## Begin DATA PROVIDED
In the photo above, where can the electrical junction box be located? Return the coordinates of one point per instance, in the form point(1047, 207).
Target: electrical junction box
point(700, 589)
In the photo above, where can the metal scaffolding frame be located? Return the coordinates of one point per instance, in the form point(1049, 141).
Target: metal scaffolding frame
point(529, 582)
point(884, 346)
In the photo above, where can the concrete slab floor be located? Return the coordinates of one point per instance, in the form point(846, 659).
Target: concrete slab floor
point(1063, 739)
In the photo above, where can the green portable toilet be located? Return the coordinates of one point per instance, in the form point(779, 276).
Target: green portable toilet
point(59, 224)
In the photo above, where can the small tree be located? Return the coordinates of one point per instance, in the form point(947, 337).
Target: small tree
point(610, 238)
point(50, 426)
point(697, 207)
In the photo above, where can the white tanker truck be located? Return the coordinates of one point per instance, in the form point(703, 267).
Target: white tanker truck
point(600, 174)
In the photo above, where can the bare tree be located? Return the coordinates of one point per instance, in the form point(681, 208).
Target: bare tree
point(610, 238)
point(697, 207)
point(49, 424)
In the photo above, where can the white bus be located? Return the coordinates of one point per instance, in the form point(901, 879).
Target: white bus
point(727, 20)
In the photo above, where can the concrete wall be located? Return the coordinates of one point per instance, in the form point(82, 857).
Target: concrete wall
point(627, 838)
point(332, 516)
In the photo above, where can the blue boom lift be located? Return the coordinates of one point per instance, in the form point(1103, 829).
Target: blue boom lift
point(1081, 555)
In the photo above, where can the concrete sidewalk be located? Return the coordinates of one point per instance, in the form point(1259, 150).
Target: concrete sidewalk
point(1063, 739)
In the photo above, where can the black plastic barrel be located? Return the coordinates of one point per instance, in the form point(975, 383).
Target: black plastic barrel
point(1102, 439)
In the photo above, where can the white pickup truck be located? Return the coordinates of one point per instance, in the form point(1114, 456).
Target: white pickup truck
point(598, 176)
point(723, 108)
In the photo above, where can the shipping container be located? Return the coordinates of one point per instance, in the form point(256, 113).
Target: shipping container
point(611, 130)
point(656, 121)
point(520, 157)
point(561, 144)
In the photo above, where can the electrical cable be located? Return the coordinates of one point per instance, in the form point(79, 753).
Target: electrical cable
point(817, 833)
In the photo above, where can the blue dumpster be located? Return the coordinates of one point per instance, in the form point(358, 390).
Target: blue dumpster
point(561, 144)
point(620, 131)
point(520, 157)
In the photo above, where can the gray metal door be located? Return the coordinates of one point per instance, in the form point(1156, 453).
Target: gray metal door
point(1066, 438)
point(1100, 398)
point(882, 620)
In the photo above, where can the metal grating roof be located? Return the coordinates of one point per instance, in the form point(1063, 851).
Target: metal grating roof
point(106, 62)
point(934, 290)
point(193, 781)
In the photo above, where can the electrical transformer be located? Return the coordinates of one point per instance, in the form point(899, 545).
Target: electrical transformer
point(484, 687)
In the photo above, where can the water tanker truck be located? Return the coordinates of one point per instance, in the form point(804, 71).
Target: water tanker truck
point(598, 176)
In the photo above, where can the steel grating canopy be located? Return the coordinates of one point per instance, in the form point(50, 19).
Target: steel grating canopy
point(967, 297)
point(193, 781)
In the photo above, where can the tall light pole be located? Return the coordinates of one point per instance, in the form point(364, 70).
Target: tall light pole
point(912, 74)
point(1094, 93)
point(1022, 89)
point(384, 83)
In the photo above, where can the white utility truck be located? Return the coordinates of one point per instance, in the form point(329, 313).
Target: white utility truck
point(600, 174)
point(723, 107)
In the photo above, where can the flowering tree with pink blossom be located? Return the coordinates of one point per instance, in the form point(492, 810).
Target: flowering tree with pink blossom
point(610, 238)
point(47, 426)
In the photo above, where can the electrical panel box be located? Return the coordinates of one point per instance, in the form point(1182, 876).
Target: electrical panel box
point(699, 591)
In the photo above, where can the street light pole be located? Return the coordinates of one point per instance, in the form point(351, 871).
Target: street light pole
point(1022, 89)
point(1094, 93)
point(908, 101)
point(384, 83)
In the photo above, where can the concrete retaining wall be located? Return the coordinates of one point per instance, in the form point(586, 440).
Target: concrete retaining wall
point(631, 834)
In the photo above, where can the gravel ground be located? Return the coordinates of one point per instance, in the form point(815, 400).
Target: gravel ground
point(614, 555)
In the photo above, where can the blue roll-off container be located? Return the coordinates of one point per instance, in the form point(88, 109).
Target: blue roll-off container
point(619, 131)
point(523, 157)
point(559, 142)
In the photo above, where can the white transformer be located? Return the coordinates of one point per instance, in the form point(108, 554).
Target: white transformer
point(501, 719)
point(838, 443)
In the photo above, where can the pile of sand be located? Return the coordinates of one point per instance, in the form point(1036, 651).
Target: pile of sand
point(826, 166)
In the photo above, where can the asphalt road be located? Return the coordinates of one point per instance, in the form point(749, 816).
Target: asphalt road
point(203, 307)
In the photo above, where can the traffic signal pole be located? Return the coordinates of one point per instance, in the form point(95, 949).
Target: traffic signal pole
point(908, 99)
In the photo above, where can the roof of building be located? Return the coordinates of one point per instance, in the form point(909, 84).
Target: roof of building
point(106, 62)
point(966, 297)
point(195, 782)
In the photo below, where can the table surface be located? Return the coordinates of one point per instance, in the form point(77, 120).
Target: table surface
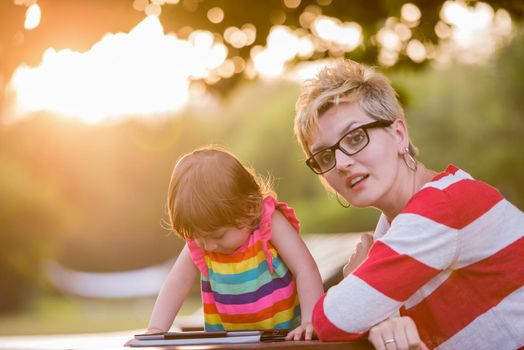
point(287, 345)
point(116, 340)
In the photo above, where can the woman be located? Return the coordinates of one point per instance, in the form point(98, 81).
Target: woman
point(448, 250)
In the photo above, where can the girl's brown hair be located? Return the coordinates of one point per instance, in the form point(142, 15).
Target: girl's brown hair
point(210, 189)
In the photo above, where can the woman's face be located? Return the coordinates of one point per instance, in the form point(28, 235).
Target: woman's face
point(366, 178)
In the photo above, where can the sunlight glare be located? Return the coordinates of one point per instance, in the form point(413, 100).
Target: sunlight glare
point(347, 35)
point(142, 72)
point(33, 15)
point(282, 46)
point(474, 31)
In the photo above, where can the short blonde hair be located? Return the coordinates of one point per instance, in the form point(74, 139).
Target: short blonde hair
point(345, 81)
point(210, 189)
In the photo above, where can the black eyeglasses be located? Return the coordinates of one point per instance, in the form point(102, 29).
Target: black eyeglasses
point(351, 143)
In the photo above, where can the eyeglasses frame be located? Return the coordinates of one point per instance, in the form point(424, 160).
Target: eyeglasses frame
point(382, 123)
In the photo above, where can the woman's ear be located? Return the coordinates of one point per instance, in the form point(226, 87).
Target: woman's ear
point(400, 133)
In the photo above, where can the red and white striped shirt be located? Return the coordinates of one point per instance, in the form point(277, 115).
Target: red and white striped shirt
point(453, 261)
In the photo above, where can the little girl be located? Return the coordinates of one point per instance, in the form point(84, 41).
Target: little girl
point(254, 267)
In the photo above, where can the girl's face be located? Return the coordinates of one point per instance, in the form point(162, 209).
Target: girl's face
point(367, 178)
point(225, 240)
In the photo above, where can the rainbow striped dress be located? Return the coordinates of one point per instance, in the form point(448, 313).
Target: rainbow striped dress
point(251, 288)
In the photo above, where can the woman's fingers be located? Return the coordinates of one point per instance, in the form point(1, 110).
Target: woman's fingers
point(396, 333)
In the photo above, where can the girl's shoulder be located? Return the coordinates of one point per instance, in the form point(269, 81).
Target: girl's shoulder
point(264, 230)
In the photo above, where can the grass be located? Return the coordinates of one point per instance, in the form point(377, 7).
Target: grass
## End DATA PROVIDED
## Begin DATA PROVIDED
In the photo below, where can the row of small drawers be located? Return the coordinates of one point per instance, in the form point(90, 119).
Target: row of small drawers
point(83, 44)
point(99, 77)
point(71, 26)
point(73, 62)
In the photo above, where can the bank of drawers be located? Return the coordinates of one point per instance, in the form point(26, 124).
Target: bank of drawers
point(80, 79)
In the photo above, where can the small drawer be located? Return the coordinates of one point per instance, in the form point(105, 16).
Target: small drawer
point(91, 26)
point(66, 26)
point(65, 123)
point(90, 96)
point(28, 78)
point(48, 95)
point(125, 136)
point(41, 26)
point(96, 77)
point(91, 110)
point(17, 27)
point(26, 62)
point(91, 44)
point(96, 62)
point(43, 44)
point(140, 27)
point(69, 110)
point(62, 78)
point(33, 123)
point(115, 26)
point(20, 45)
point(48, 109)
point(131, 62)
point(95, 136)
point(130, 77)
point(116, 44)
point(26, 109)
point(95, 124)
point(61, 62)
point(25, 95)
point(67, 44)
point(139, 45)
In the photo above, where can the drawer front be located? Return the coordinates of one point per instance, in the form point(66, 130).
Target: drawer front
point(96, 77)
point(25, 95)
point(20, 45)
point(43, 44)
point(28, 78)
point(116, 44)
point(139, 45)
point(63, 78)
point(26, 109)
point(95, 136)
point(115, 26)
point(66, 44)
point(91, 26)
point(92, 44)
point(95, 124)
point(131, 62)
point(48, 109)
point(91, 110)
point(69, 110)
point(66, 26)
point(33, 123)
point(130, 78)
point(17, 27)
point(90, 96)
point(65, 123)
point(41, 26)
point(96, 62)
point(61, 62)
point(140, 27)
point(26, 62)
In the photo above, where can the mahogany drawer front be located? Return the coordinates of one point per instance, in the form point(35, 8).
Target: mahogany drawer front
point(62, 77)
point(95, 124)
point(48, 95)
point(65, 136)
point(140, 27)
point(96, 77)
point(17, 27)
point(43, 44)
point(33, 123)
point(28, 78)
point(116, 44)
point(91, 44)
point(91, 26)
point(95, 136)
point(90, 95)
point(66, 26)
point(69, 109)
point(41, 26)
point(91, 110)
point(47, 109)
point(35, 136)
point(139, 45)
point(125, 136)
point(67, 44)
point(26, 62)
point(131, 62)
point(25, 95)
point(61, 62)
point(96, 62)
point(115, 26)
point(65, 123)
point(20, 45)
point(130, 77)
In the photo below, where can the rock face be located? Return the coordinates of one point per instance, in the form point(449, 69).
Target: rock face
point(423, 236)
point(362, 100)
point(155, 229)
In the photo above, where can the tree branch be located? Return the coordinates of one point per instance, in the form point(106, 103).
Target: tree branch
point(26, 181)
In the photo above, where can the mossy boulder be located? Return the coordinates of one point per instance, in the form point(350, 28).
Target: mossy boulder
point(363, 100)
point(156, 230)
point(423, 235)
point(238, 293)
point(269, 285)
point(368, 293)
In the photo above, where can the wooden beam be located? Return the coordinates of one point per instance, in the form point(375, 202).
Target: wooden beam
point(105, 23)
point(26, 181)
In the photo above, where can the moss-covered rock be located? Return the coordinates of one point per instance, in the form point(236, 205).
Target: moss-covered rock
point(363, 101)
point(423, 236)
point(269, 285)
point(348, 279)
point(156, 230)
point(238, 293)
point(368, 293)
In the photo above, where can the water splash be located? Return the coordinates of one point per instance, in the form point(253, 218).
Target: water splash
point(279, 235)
## End DATA PROVIDED
→ **PROBLEM REQUIREMENTS**: Show every line of the material above that contains the word "girl".

→ **WRITTEN RESPONSE**:
In the photo above, where can the girl's brown hair be located? Return the coordinates of one point per instance, in the form point(142, 15).
Target: girl's brown hair
In the photo above, where can the little girl be located? Return the coordinates of one point per instance, in the form point(84, 41).
Target: little girl
In the photo above, where can the girl's face be located? Return the coordinates of one point per instance, in the form point(162, 209).
Target: girl's face
In the photo above, where can the girl's shoulder be located? Return the coordinates of one point per instance, in the form point(269, 81).
Target: girl's shoulder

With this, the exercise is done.